-- Work task --
Can you resume the article on why operational risk classification is two-dimensional, picking up right after its last sentence?

-- Text shown --
Why Is Operational Risk Classification Two Dimensional? — Part 2

Part 2 of 3 — The mathematical proof

Airbus glass cockpit at night — illuminated flight displays and instrument panel

This is Part 2 of a three-part series. Read Part 1 and Part 3.

25 January 2016

So, we finished last time by agreeing (well actually by me proposing and not receiving any objections) that we need to consider frequency of operation when it comes to Whole of Organisation operational risk assessment. We also agreed (this was unanimous), that I'm incapable of making a three-dimensional matrix jump out of your screen, so let's push on with the discussion of an example instead.

Risk Assessment Matrix showing probability versus severity ratings

Once more referring to the risk rating matrix above from ICAO Doc 9859, let's assume that we have reviewed a proposed flight to a new destination and decided that it's worthy of a 4C or Moderate rating. Maybe we are talking about operations into a high altitude airport to which we haven't operated in the past. Our rating is on the basis that there are known operational hazards arising from the simple aerodynamic facts that IAS≠TAS and AGL≠AMSL (aircraft is flying faster during takeoff and landing than would be the case at a low altitude airport; and, there is ground in the way if one descends without consideration {and to be clear, that's rarely a good idea}).

So they are the 'known unknowns' that raise our interest and when viewed through the prognostiscope, lead us to determine that the operation to/from our intended airport carries a Moderate risk rating. Now consider, these different operations all to the same airport:

  1. Once per year freight charter flight — carrying an aircraft full of blankets due to the upcoming cold winter.
  2. One off charter flight — carrying 150 skiers who happen to know that there's excellent skiing nearby.
  3. Scheduled passenger service — 180 seats, once per week.
  4. Scheduled passenger service — 436 seats, eight times per day.

In Part 1 I postulated that the Risk Rating alone is inadequate for executive overview and decision making. I think that it's possible to see from the four bullet points above, that the Whole of Organisation operational risk, varies in each of these cases even if the Moderate rating does not.

Let's not get too buried into the emotionally fraught comparison of the relative worth of blankets, skiers, scheduled passengers and freighter pilots just at present but instead focus on the changing frequency of the scenarios.

In aircraft design and certification, events are considered as Probable if they have an occurrence rate of greater than 1 × 10−5 (1 occurrence in every 100,000 events). Events are described as Extremely Improbable if they have an occurrence rate lower than 1 × 10−9 (1 occurrence in every 1,000,000,000 events). In our risk assessment we've determined that the Likelihood (or probability) is Possible/Remote. Using the certification guidance from FAA AC25-19A, Remote has an occurrence rate of between 1 × 10−5 and 1 × 10−7. Let's take the middle ground (logarithmically speaking) and assume a rate of 1 × 10−6, or 1 in a million, literally.

-- Given data --
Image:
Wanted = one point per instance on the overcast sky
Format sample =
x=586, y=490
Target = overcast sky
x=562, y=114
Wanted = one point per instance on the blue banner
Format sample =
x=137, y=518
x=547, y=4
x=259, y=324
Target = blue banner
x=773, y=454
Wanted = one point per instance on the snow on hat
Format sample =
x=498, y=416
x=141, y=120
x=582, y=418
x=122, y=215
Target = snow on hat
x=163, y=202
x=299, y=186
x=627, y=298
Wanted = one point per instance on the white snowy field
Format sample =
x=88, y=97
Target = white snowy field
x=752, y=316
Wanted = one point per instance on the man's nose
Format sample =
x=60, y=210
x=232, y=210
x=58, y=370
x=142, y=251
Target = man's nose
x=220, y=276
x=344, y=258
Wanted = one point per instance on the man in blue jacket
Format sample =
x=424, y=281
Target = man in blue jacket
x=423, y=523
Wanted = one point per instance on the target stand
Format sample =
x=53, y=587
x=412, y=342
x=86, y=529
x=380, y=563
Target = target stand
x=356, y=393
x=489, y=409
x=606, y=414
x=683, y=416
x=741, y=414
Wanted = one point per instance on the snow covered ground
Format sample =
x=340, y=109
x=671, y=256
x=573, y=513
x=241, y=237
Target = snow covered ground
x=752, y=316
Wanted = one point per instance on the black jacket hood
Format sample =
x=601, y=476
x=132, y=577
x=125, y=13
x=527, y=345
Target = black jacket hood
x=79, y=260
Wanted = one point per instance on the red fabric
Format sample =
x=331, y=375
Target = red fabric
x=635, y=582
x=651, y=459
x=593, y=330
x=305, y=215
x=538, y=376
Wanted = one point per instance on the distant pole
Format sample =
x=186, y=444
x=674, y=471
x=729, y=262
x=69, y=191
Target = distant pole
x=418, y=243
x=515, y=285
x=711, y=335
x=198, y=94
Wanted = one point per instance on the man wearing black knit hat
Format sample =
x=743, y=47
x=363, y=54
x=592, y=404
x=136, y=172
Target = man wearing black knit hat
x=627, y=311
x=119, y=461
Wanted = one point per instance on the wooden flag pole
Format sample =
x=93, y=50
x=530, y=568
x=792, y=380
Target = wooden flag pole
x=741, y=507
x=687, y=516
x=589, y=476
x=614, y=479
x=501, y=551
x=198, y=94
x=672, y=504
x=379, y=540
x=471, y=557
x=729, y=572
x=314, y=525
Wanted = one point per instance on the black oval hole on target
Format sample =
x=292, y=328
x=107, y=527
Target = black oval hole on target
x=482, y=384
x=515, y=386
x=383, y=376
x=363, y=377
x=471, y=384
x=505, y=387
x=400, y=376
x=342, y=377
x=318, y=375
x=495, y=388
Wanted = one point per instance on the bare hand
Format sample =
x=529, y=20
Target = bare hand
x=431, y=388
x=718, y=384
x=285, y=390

-- Task answer --
Using that rate information let's now put points 1. & 4. into some temporal perspective. Our once a year operation is likely to encounter trouble every million years. Our eight times per day flight, equates to 2,912 flights per annum. So we are expecting an event to occur every 1,000,000 ÷ 2,912 = 343.4 years. A week is a long time in aviation so 343 years is extrapolation way beyond the bounds. However, it is clear that an event occurring once every million years is less troublesome than one which might occur three times in every millennium.

In a safety sensitive industry such as aviation, executive leadership is interested (or should be) in the Whole of Organisation risk level. That's not measured on a per flight basis but using a time frame. 'How does this year compare to last year?' 'Are we exposed to particular risks this quarter/season due to weather?' It's simply not possible to determine the Whole of Organisation risk level without considering the number of times in any given period that the particular activity occurs.

One comment to my previous post, from Steve Bentley, highlighted that this risk rating doesn't deal with the 'hidden risks'. He is quite correct. The risk Likelihood for this activity is determined by us, using whatever methodology we have in place. By definition we only rate those risks we can foresee, so Black Swan events aren't included. The conclusion that we can draw is that the probability of an event is at least as likely as we forecast.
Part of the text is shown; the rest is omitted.